Work instruction 1 ::
Answer these questions from the text on Nicholas Culpeper.
(a) At which university did Culpeper study divinity?
(b) What was the name of the apothecary to whom he became apprenticed?
(c) What title did he give his English translation of the Pharmacopoeia Londonesis?
Work instruction 2 ::
Carry the text on Nicholas Culpeper forward from its last sentence.

Text under study ::

· · · · ·

Nicholas Culpeper was an English botanist , physician , and astrologer. He was the son of Nicholas Culpeper, a clergyman. Born on October 18th, 1616, tragically his father, the Reverend Nicholas Culpeper, died 13 days before his birth.

He went on to study divinity at Cambridge University until his childhood sweetheart, with whom he planned to elope, was killed by lightning. Disillusioned he became apprenticed to an apothecary called Francis Drake. He went on to run a pharmacy in the Halfway House in Spitalfields , London,

But, he was a radical republican and opposed to the "closed shop" of medicine. He believed that the use of Latin by doctors, lawyers and priests was a conspiracy to keep power and freedom away from the general public. He wished to make the knowledge of herbal remedies available to everyone, especially the poor who could ill afford to visit a physician. And to this end he published in English a translation of the Pharmacopoeia Londonesis of the Royal College of Physicians, calling it A Physical Directory, or a Translation of the London Dispensary . Of this work he said:

"I am writing for the Press a translation of the Physicians' medicine book from Latin into English so that all my fellow countrymen and apothecaries can understand what the Doctors write on their bills. Hitherto they made medicine a secret conspiracy, writing prescriptions in mysterious Latin to hide ignorance and to impress upon the patient. They want to keep their book a secret, not for everybody to know... "

· · · · ·

Provided data ::
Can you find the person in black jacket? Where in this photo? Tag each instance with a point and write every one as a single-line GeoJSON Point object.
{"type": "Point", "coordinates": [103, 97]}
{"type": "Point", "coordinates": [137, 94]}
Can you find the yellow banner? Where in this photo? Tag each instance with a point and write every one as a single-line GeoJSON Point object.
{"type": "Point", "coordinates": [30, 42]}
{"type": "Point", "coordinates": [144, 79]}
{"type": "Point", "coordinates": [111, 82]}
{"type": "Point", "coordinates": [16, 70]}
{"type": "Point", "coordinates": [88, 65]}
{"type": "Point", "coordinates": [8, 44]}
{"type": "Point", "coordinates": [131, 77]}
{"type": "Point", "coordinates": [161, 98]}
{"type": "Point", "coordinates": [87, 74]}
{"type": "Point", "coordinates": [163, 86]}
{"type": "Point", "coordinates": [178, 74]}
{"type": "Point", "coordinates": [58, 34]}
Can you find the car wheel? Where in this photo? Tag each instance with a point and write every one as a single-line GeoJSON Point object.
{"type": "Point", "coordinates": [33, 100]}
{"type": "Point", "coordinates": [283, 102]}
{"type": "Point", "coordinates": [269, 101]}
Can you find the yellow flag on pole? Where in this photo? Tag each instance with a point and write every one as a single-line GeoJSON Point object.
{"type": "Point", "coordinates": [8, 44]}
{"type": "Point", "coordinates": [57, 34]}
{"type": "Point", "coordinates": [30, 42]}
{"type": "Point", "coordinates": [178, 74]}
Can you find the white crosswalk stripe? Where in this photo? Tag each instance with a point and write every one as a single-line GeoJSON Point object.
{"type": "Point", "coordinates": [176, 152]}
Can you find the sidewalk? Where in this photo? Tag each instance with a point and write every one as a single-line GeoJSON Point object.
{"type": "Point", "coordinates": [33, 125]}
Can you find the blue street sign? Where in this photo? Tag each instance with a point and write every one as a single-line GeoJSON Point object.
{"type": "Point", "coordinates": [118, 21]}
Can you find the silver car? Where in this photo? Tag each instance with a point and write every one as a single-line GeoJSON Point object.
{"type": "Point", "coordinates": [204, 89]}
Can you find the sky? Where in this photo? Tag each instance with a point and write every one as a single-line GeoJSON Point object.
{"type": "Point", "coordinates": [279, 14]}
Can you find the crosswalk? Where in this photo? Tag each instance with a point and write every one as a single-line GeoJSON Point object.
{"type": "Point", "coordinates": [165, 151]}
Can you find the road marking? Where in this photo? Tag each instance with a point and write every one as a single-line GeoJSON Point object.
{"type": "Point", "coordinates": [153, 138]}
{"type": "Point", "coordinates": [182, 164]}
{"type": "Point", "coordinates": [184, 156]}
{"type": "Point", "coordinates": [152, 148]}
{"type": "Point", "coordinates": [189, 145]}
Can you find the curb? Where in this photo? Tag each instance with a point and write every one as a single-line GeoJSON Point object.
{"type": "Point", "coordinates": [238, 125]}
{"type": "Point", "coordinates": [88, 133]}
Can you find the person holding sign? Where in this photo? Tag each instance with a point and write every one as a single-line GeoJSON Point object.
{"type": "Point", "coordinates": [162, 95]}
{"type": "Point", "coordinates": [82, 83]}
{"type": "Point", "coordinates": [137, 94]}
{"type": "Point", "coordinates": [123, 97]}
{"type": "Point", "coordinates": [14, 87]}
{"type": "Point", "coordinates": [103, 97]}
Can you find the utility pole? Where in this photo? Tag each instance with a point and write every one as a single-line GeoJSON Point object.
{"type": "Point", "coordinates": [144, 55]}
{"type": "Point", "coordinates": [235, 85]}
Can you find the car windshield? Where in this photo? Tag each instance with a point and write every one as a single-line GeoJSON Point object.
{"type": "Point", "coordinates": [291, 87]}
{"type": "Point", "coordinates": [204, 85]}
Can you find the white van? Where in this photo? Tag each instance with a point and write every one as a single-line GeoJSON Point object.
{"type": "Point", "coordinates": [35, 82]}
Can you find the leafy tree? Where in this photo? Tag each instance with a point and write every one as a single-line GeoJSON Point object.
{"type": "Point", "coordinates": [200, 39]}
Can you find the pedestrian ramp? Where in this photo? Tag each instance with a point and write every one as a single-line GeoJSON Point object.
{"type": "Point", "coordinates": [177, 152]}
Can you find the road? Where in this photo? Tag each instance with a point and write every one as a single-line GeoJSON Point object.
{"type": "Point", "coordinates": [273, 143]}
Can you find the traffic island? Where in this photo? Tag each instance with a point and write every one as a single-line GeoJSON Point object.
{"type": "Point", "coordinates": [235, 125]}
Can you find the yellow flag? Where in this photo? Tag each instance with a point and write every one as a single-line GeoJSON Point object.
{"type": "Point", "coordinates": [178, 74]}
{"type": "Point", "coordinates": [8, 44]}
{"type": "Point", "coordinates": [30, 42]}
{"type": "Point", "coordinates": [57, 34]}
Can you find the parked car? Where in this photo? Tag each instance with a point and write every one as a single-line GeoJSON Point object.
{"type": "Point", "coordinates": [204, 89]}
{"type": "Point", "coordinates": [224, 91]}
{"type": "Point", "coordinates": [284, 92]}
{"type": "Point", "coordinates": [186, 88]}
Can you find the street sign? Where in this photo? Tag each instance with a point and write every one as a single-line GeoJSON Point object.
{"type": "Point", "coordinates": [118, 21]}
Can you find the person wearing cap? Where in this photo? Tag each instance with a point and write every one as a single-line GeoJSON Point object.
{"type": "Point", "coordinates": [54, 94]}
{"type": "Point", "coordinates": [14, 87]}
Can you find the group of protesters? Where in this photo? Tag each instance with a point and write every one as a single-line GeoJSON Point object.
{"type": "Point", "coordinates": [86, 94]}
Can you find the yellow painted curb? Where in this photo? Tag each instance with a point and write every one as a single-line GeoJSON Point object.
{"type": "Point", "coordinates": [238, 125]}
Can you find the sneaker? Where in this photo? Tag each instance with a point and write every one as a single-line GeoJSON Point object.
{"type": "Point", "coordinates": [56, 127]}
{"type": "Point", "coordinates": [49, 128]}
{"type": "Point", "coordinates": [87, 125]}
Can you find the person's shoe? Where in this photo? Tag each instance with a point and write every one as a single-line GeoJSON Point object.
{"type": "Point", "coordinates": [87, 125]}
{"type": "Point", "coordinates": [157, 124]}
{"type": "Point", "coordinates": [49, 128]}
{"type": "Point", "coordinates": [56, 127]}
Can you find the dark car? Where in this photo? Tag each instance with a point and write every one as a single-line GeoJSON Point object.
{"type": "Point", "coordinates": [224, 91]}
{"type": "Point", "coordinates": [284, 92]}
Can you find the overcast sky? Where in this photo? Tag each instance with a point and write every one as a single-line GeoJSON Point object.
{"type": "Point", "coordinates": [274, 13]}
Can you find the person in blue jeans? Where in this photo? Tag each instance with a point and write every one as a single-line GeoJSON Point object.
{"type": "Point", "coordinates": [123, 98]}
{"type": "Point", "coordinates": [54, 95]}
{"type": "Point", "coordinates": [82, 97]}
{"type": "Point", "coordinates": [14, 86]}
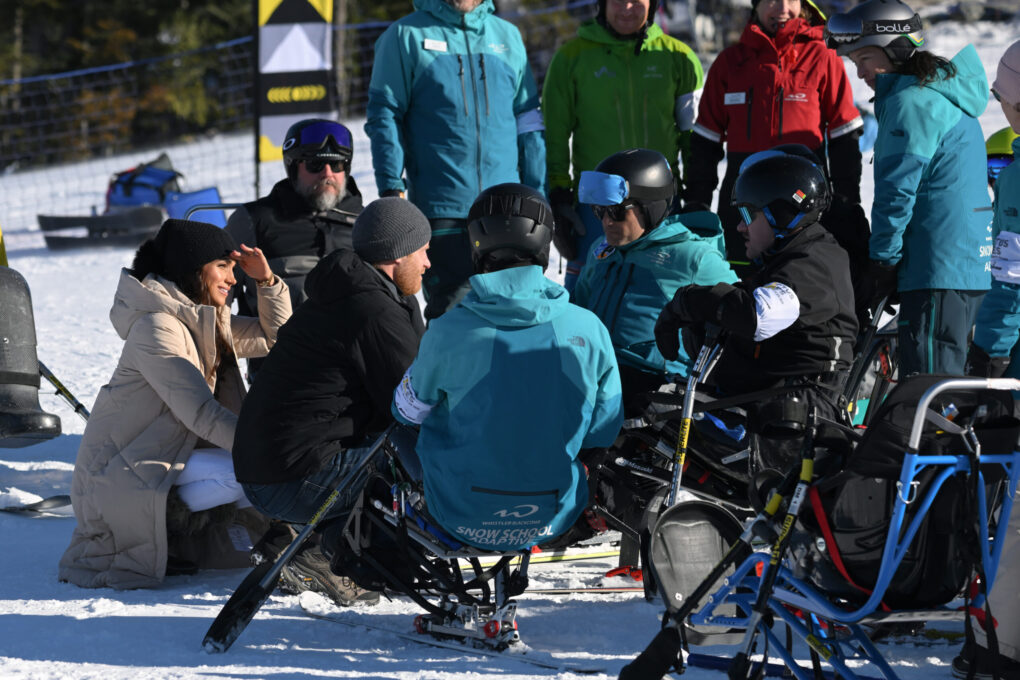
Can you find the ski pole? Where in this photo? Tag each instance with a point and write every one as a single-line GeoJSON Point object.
{"type": "Point", "coordinates": [742, 663]}
{"type": "Point", "coordinates": [261, 581]}
{"type": "Point", "coordinates": [664, 651]}
{"type": "Point", "coordinates": [64, 393]}
{"type": "Point", "coordinates": [707, 358]}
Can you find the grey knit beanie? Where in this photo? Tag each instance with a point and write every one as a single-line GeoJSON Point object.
{"type": "Point", "coordinates": [187, 245]}
{"type": "Point", "coordinates": [389, 228]}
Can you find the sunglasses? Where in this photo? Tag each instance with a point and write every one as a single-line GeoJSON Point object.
{"type": "Point", "coordinates": [617, 213]}
{"type": "Point", "coordinates": [996, 165]}
{"type": "Point", "coordinates": [746, 214]}
{"type": "Point", "coordinates": [315, 165]}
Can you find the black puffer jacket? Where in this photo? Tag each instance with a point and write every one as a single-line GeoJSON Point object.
{"type": "Point", "coordinates": [821, 341]}
{"type": "Point", "coordinates": [292, 236]}
{"type": "Point", "coordinates": [328, 381]}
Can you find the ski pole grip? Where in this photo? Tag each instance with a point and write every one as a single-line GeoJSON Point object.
{"type": "Point", "coordinates": [662, 655]}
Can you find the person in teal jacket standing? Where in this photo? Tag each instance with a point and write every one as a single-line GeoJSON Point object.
{"type": "Point", "coordinates": [643, 260]}
{"type": "Point", "coordinates": [998, 325]}
{"type": "Point", "coordinates": [930, 232]}
{"type": "Point", "coordinates": [510, 387]}
{"type": "Point", "coordinates": [453, 109]}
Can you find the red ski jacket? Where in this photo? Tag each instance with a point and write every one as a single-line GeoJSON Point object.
{"type": "Point", "coordinates": [766, 91]}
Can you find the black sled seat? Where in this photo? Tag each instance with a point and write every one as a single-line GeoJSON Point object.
{"type": "Point", "coordinates": [899, 535]}
{"type": "Point", "coordinates": [391, 543]}
{"type": "Point", "coordinates": [22, 421]}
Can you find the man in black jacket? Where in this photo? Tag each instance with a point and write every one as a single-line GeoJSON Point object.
{"type": "Point", "coordinates": [791, 323]}
{"type": "Point", "coordinates": [325, 387]}
{"type": "Point", "coordinates": [305, 216]}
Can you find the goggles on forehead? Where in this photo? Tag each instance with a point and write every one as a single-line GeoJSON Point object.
{"type": "Point", "coordinates": [996, 165]}
{"type": "Point", "coordinates": [602, 189]}
{"type": "Point", "coordinates": [746, 214]}
{"type": "Point", "coordinates": [317, 135]}
{"type": "Point", "coordinates": [845, 29]}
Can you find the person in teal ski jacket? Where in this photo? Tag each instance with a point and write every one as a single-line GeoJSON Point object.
{"type": "Point", "coordinates": [510, 387]}
{"type": "Point", "coordinates": [644, 259]}
{"type": "Point", "coordinates": [930, 221]}
{"type": "Point", "coordinates": [453, 109]}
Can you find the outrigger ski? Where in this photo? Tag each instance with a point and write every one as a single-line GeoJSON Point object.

· · · · ·

Response area 1 ::
(a) Cambridge University.
(b) Francis Drake.
(c) A Physical Directory, or a Translation of the London Dispensary.

Response area 2 ::
This act of producing an unauthorized critical translation of the London Dispensatory made him the enemy of the physicians. The College counter-attacked in the periodical Mercurius Pragmaticus . They strongly disapproved of his translation:

The Pharmacopoeia was done (very filthily) into English by one Nicholas Culpeper who commenced the several degrees of Independency, Brownism, Anabaptism; admitted himself of John Goodwin's school (of all ungodliness) in Coleman Street; after that he turned Seeker, Manifestarian, and now has arrived at the battlement of an absolute Atheist, and by two years' drunken labour hath Gallimawfried the Apothecaries' book into nonsense, mixing every receipt therein with some scruples at least of Rebellion or Atheism, besides the danger of poisoning mens' bodies. And (to supply his drunkenness and lechery with a 30-shilling reward) endeavoured to bring into obloquy the famous Societies of Apothecaries and Chirurgeons.

On 10 th January 1654 he died of tuberculosis at the age of 38. His greatest achievement was without a doubt his "Complete Herbal and English Physician .- being a complete method of physic, whereby a man may preserve his body in health, or cure himself, being sick, for three pence charge, with such things only as grow in England, they being most fit for English bodies”. This book remained the most popular guide for herbal medicine in England for over 250 years.

Quotations

"Culpeper, the man that first ranged the woods and climbed the mountains in search of medical and salutary herbs, undoubtedly merited the gratitude of posterity" . -- ( Dr. Johnson ).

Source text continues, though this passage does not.